Items from a dataset:
########

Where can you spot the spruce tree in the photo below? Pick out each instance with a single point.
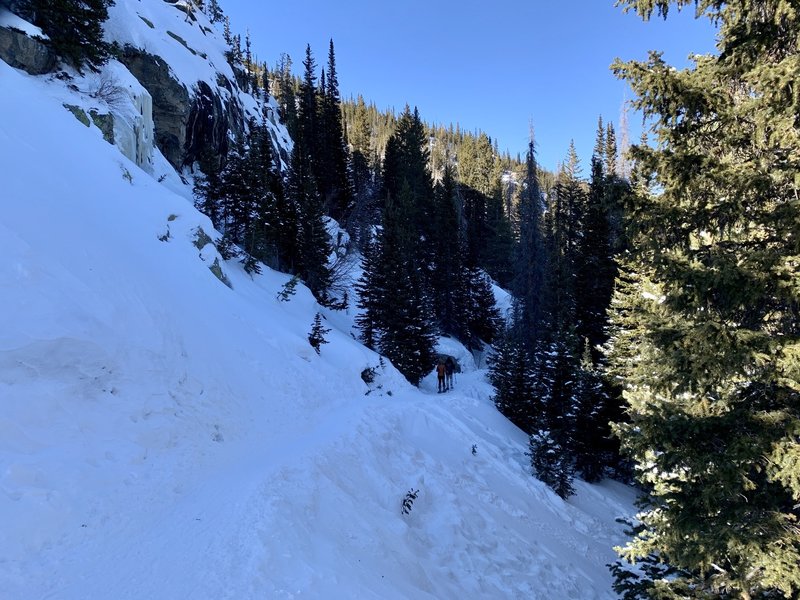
(75, 29)
(529, 277)
(511, 372)
(708, 332)
(331, 171)
(407, 334)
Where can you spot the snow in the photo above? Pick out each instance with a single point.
(163, 435)
(12, 21)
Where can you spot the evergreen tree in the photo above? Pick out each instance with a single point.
(595, 268)
(551, 463)
(331, 172)
(317, 335)
(406, 337)
(590, 446)
(447, 278)
(708, 332)
(529, 277)
(74, 29)
(313, 245)
(511, 372)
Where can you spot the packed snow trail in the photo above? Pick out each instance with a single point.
(164, 436)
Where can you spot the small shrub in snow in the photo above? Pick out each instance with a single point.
(288, 290)
(368, 375)
(317, 336)
(551, 463)
(408, 501)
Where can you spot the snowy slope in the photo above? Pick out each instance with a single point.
(164, 436)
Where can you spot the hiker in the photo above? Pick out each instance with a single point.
(440, 372)
(449, 368)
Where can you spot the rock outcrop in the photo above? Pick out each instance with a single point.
(26, 53)
(187, 122)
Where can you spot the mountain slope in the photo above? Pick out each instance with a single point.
(164, 435)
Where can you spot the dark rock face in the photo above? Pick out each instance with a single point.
(26, 53)
(187, 122)
(171, 101)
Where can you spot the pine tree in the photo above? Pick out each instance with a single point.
(317, 335)
(551, 462)
(590, 446)
(75, 29)
(407, 334)
(331, 173)
(708, 320)
(511, 372)
(447, 286)
(529, 279)
(313, 243)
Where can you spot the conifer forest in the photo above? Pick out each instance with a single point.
(654, 335)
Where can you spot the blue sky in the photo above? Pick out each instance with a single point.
(493, 66)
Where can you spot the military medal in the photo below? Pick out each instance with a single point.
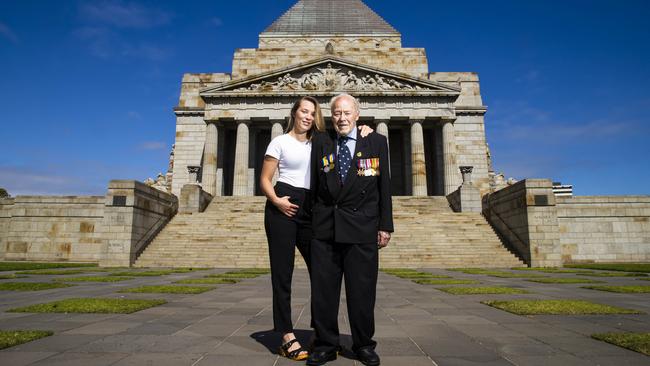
(328, 163)
(368, 167)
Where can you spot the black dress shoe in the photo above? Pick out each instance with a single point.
(368, 356)
(317, 358)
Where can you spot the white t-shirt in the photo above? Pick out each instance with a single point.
(294, 157)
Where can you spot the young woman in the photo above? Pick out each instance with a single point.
(287, 215)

########

- PROBLEM STATEMENT -
The required output is the line holding "Where can you spot the young" plus every line after it in the data, reproduced exactly.

- ANSWER BOX -
Where can you spot the young woman in the photo above? Pick out each instance with a single point.
(287, 215)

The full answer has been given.